[Exercise brief]: Please reproduce everything from the start of the records down to the line containing "top-left (0, 0), bottom-right (579, 282)", that line included. Shift every box coordinate in the answers by adding 144, and leave the requests and their sample output as they are.

########

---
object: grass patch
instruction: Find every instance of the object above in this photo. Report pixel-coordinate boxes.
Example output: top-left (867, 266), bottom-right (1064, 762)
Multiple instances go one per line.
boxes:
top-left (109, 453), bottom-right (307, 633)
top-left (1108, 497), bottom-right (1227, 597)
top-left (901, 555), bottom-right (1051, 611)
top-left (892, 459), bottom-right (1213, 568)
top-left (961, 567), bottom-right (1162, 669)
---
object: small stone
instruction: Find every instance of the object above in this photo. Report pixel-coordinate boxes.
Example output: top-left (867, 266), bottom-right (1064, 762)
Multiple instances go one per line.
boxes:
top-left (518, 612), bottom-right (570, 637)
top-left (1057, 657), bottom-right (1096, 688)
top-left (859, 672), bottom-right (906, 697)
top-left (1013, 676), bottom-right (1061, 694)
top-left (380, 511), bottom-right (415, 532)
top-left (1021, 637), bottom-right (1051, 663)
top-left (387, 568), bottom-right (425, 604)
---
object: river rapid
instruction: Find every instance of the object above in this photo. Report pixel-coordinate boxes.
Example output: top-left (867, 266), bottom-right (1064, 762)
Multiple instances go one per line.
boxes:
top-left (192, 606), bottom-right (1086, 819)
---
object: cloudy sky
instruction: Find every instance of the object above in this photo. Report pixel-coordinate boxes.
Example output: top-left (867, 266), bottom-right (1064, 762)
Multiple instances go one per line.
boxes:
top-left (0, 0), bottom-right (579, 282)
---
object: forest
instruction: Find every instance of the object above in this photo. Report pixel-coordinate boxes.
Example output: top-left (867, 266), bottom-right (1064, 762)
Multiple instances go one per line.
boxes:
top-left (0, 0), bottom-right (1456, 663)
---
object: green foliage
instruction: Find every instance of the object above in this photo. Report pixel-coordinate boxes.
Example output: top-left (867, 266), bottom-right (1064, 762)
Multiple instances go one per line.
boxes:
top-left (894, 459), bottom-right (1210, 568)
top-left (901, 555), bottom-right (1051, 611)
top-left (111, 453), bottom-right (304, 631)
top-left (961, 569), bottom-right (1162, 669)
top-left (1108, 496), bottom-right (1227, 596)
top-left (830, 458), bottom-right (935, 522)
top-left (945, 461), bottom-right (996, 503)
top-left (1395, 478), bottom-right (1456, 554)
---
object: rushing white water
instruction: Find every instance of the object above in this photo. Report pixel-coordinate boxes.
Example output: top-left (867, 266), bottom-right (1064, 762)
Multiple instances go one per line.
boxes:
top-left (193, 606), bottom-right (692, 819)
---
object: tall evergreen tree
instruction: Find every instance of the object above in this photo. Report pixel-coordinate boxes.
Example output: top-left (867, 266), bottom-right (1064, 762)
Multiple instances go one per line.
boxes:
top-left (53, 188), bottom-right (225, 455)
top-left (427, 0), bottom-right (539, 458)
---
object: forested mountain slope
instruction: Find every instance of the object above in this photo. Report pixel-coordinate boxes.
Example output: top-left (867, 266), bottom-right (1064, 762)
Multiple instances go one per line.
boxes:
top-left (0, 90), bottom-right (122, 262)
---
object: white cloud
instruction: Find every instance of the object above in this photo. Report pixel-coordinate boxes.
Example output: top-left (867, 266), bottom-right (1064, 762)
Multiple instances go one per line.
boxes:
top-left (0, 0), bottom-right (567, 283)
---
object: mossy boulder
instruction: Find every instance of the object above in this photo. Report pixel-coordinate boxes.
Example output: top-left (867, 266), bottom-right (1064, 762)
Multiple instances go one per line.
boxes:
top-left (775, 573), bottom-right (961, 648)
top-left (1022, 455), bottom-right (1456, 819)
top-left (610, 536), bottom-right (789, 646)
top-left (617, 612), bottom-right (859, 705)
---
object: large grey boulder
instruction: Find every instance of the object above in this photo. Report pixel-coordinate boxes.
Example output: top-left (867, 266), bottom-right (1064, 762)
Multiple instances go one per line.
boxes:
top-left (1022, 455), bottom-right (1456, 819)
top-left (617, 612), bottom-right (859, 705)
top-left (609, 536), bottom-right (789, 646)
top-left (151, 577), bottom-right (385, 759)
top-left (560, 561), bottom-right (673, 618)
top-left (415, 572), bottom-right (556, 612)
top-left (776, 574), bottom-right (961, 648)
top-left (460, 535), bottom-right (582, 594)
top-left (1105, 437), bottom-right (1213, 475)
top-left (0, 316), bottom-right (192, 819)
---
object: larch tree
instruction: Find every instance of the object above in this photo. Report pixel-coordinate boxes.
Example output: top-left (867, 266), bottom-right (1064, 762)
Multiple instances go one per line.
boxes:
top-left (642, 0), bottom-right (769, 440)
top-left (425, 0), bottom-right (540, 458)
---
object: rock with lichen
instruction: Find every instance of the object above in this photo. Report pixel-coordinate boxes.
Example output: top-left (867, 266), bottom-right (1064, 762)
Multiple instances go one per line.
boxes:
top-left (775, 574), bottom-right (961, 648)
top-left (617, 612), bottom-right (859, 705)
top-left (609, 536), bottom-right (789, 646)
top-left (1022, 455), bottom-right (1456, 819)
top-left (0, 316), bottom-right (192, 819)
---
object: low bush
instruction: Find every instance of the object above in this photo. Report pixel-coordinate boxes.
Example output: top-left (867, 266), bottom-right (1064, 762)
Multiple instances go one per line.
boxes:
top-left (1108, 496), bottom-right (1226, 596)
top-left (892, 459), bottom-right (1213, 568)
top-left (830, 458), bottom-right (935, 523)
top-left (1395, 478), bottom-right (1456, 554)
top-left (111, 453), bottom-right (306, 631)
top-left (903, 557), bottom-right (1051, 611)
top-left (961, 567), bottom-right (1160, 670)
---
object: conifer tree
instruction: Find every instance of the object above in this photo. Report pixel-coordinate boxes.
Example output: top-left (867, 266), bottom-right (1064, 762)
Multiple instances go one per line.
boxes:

########

[Correct result]:
---
object: grass patch
instruction: Find every instance of the object above in this photo. Report pixel-coordinate boxes.
Example output: top-left (867, 266), bottom-right (1064, 762)
Multiple instances go one per line.
boxes:
top-left (253, 597), bottom-right (451, 777)
top-left (1252, 641), bottom-right (1371, 741)
top-left (1045, 699), bottom-right (1195, 755)
top-left (1036, 603), bottom-right (1357, 712)
top-left (1105, 711), bottom-right (1306, 813)
---
object: small stone
instruction: Find every instance of the object above in this photo. Report pixel-coordinate boxes.
Example output: top-left (867, 266), bottom-right (1064, 762)
Multiple instances go one per line.
boxes:
top-left (662, 756), bottom-right (714, 781)
top-left (1201, 801), bottom-right (1240, 832)
top-left (1003, 816), bottom-right (1050, 841)
top-left (1157, 820), bottom-right (1205, 838)
top-left (524, 655), bottom-right (559, 676)
top-left (1165, 781), bottom-right (1195, 807)
top-left (531, 712), bottom-right (569, 748)
---
object: river rapid
instruction: Find every instance of the object above in this photo. Report pixel-coordinate boxes.
Example output: top-left (867, 266), bottom-right (1064, 762)
Multiple instances go one per line.
boxes:
top-left (336, 750), bottom-right (1230, 963)
---
object: cloudy sky
instruction: Find every instance of the object above in this photo. Report pixel-coordinate boxes.
Example output: top-left (867, 266), bottom-right (1064, 762)
Multiple instances go one per line.
boxes:
top-left (144, 144), bottom-right (723, 426)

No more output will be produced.